EXERCISE >> Reproduce the lines from the one containing "like x=768, y=662." up to and including the one containing "x=588, y=651", swapping "left hand" for "right hand" and leaving everything else unchanged.

RECORDS PROVIDED >>

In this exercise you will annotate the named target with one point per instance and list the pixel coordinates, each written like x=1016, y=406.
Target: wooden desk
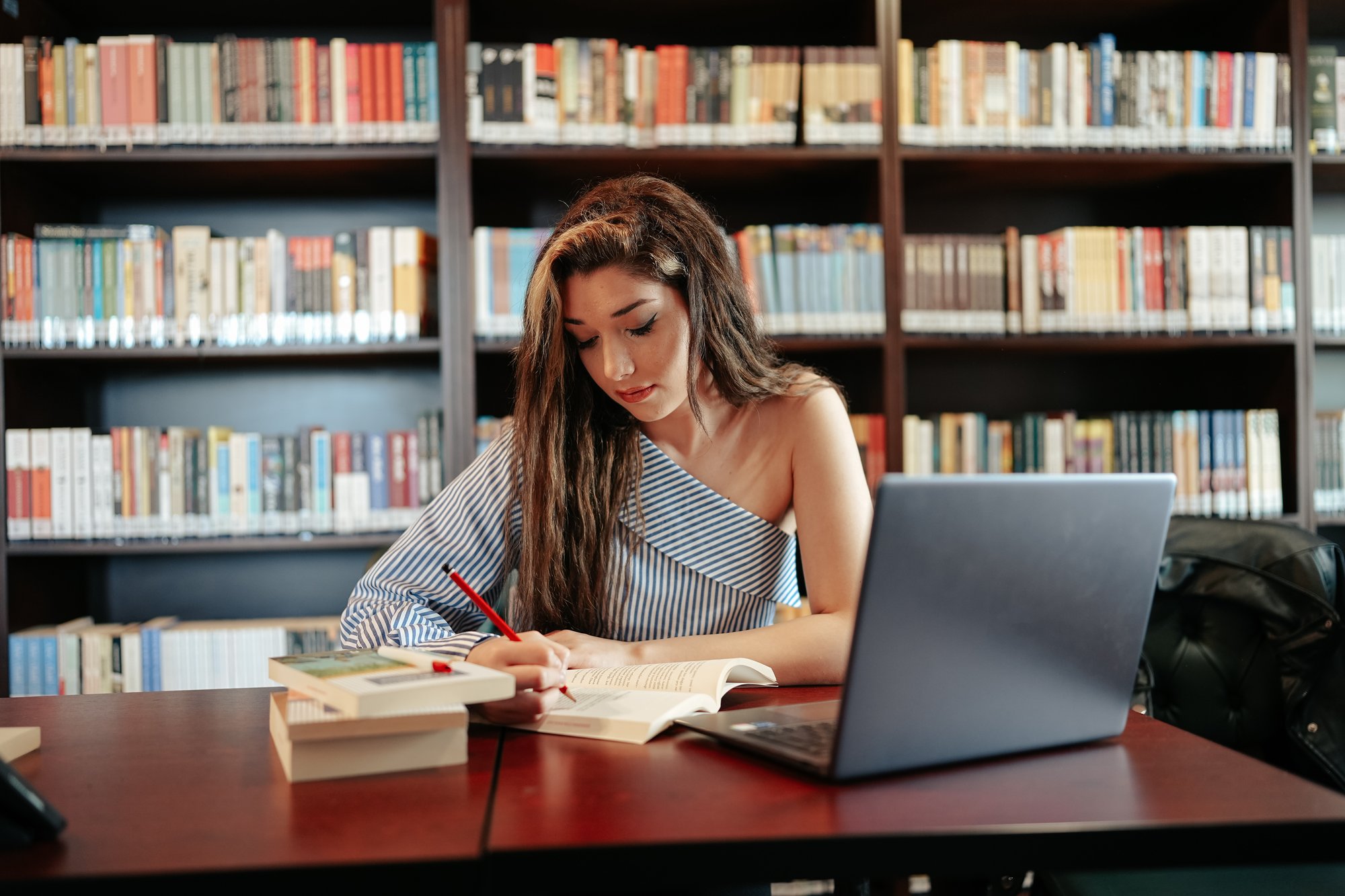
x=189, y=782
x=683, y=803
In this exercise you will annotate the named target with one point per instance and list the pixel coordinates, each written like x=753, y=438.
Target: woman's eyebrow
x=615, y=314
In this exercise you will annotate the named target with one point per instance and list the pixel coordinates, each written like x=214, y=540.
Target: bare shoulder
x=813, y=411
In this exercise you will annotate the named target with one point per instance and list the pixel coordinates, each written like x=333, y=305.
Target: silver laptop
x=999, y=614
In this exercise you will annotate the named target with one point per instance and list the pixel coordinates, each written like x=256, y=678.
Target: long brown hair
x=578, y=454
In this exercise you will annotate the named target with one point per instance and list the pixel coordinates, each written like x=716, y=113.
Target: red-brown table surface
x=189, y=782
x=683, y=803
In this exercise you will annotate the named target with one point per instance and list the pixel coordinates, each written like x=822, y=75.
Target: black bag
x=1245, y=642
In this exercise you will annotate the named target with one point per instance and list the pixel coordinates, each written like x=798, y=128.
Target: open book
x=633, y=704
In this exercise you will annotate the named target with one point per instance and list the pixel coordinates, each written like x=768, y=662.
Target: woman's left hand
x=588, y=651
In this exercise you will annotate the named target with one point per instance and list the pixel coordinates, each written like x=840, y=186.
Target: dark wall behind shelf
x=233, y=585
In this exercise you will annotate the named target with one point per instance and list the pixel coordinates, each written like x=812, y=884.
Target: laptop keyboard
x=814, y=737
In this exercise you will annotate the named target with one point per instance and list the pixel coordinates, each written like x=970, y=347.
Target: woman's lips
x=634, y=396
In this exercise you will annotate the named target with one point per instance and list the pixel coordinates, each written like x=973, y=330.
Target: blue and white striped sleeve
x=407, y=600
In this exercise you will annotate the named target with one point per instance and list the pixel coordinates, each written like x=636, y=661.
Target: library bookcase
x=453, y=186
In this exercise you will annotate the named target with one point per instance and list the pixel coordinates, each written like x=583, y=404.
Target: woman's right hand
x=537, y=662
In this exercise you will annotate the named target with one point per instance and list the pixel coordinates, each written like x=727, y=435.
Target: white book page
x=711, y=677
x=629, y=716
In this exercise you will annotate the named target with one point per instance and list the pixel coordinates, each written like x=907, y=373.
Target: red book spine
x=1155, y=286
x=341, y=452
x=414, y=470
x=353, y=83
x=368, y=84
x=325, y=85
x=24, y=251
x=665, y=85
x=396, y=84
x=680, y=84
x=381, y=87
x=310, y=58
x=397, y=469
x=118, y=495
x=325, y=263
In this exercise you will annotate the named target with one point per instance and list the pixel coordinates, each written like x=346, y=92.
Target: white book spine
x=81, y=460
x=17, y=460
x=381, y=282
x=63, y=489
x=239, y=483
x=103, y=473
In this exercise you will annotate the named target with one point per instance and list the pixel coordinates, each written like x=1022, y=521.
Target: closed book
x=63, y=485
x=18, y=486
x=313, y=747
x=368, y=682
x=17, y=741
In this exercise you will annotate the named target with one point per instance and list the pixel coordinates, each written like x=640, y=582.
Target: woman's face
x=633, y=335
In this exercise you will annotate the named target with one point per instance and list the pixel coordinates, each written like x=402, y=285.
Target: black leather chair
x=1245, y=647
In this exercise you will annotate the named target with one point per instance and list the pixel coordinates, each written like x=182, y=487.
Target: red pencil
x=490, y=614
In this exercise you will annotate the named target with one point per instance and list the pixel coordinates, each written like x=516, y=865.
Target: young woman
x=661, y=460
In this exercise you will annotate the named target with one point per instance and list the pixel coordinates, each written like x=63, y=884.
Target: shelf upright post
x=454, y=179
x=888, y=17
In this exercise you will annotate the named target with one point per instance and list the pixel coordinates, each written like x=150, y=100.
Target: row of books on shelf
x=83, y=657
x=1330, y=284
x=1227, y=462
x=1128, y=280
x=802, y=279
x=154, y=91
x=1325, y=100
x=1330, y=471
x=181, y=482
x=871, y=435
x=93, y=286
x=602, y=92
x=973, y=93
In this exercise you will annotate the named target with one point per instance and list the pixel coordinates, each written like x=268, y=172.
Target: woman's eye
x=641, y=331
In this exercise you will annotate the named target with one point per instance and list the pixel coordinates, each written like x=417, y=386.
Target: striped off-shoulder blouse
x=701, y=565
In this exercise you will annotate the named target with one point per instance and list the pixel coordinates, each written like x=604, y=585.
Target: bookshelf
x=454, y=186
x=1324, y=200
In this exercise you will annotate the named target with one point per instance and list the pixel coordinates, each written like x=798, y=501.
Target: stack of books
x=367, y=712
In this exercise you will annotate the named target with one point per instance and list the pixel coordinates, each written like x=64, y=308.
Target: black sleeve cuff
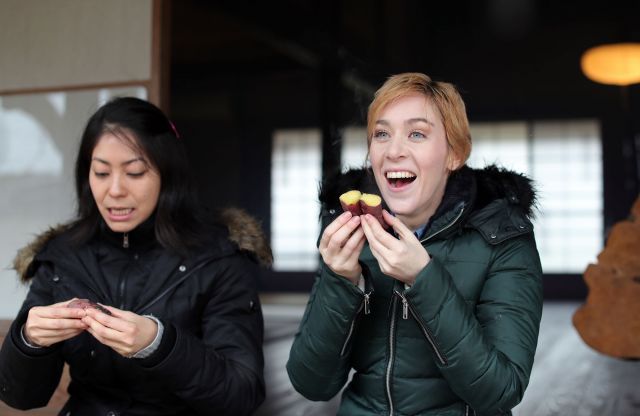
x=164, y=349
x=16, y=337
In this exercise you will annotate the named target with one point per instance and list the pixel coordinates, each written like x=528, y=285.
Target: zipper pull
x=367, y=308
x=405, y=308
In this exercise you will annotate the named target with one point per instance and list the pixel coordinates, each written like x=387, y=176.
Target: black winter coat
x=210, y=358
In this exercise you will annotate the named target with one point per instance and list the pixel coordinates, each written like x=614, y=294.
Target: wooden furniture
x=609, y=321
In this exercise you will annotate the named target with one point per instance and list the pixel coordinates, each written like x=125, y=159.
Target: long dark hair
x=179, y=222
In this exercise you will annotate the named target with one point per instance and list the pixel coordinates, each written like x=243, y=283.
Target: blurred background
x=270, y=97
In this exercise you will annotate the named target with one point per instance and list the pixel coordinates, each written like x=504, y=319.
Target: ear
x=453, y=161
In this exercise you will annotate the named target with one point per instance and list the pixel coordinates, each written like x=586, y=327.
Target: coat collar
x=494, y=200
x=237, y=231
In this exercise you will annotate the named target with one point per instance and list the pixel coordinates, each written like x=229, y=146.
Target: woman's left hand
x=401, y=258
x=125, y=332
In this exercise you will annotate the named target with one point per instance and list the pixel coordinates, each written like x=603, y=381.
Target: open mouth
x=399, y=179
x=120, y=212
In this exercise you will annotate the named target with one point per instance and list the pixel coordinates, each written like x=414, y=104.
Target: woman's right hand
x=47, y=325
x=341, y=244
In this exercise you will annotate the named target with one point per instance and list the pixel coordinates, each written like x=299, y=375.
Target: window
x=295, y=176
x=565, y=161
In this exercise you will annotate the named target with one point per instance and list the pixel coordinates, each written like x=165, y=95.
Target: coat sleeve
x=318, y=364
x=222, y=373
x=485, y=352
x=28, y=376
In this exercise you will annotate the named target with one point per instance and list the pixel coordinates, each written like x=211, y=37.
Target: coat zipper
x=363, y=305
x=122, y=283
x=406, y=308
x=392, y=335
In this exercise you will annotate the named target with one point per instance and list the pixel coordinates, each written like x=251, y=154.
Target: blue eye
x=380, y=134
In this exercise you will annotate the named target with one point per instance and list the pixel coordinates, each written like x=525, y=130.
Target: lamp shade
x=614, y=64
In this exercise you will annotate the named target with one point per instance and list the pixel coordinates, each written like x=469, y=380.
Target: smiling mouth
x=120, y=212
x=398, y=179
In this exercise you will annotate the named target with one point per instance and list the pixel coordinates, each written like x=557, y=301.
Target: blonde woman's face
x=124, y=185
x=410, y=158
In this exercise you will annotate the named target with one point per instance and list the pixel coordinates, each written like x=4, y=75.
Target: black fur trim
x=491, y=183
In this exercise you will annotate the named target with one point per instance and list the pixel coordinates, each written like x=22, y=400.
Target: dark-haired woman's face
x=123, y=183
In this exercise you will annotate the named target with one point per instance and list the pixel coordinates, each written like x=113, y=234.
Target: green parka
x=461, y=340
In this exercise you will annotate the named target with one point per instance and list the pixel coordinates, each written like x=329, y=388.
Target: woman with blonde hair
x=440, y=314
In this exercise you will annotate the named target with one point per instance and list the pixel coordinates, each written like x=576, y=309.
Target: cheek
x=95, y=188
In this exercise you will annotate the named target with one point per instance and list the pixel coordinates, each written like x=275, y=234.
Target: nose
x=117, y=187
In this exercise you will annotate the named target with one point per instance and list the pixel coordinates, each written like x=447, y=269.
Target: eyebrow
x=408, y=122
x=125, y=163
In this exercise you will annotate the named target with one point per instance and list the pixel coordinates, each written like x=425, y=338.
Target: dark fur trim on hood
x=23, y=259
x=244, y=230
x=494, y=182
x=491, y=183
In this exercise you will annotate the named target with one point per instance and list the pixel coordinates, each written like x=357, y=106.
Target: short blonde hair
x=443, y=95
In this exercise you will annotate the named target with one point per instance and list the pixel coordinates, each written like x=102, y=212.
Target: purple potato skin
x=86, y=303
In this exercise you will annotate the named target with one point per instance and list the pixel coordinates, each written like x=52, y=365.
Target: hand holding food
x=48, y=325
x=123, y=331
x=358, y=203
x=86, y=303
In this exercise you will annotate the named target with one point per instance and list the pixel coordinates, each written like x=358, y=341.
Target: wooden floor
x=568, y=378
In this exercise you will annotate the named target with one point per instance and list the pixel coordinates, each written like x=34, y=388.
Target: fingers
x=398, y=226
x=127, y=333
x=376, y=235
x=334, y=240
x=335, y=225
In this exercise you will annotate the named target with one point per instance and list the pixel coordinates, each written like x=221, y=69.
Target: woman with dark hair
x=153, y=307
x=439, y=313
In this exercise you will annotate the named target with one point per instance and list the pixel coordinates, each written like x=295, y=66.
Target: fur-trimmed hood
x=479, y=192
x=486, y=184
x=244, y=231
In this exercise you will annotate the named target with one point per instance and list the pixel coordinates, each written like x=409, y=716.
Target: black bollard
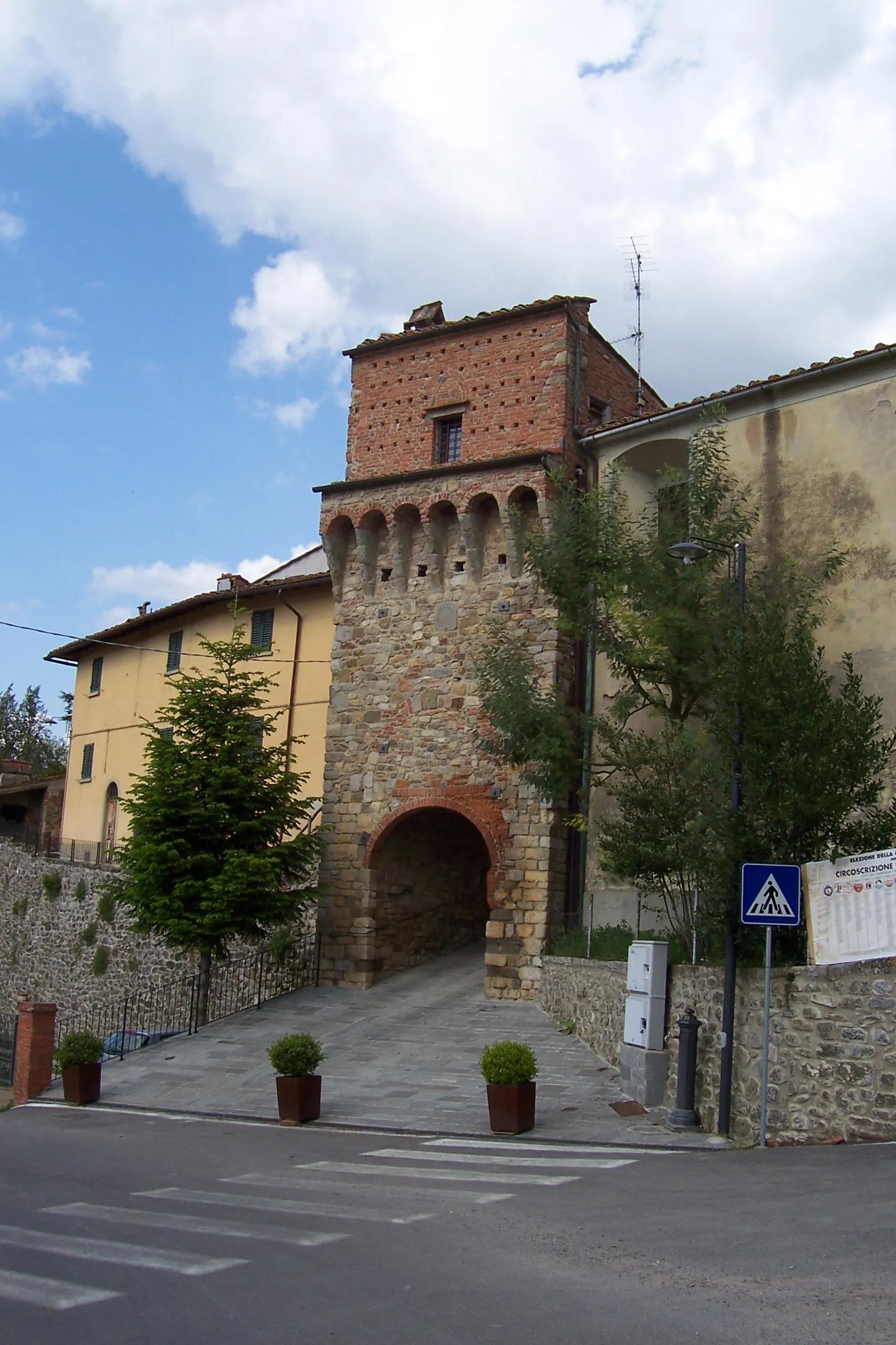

OUTPUT >>
In this exercise you will annotate the named target with one point per instance and list the pixel coordinates, each written like x=768, y=662.
Target: woman's right hand
x=588, y=651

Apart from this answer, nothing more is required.